[Document extract]
Non-Blocking Device Delete
The Non-Blocking Device Delete (NBDD) feature in Portworx Enterprise improves the efficiency of volume and snapshot deletions by running background discards at a configurable rate when you delete large snapshots or storage volumes from Portworx clusters. NBDD reduces I/O latency when you delete a volume or snapshot, and helps reclaim space, especially on SAN or FlashArray (FA) storage backends.
NBDD is only supported on clusters with the PX-StoreV2 datastore.
NBDD has the following capabilities:
- Reduced latency during deletion: NBDD minimizes I/O pauses during volume and snapshot deletions by performing background discard operations at a configurable rate before issuing the actual delete. This significantly reduces latency and minimizes the impact on active I/O during deletions.
- Reclaim space on SAN or FA backends: Reclaims deleted volume space on SAN/FA backends, making it available for other nodes in the cluster.
- Configurable discard rate: You can configure the discard throughput to balance between latency reduction and backend space reclamation needs.
- Support for Large Deletion Use Cases: Ideal for managing deletion of large volumes or frequent snapshot chains without I/O disruption.
Limitations
- When Portworx restarts or when a storage pool becomes unavailable (for example, due to a node reboot or pool failure), any pending volume deletions are not processed through the NBDD workflow. As a result, the space used by these volumes is not reclaimed on the FlashArray or SAN storage. However, any volume deletions that occur after Portworx is back online are processed using the NBDD workflow, if it is enabled, and will correctly issue discards for space reclamation.

[Goal] Please rewrite the Non-Blocking Device Delete page from "NBDD is only" to "in the cluster.", substituting "delay" for every "latency".

[Data excerpt]
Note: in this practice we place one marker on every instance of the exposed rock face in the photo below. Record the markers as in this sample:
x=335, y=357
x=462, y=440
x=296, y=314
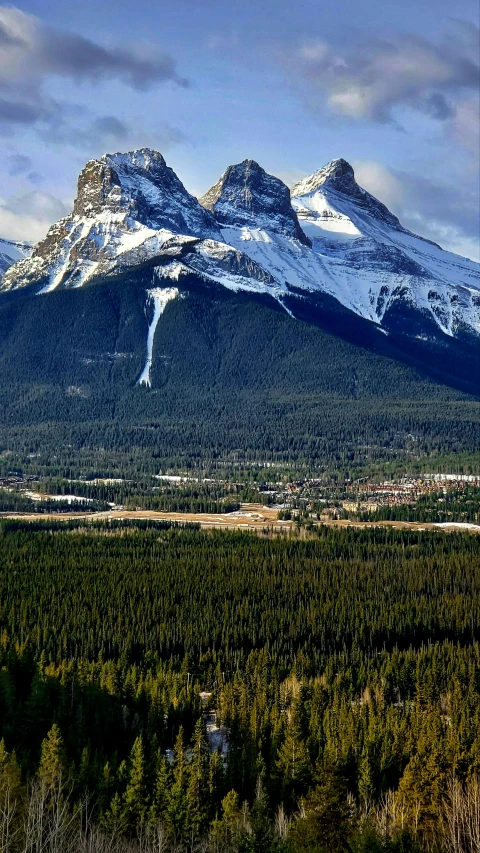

[Written reply]
NBDD is only supported on clusters with the PX-StoreV2 datastore.
NBDD has the following capabilities:
- Reduced delay during deletion: NBDD minimizes I/O pauses during volume and snapshot deletions by performing background discard operations at a configurable rate before issuing the actual delete. This significantly reduces delay and minimizes the impact on active I/O during deletions.
- Reclaim space on SAN or FA backends: Reclaims deleted volume space on SAN/FA backends, making it available for other nodes in the cluster.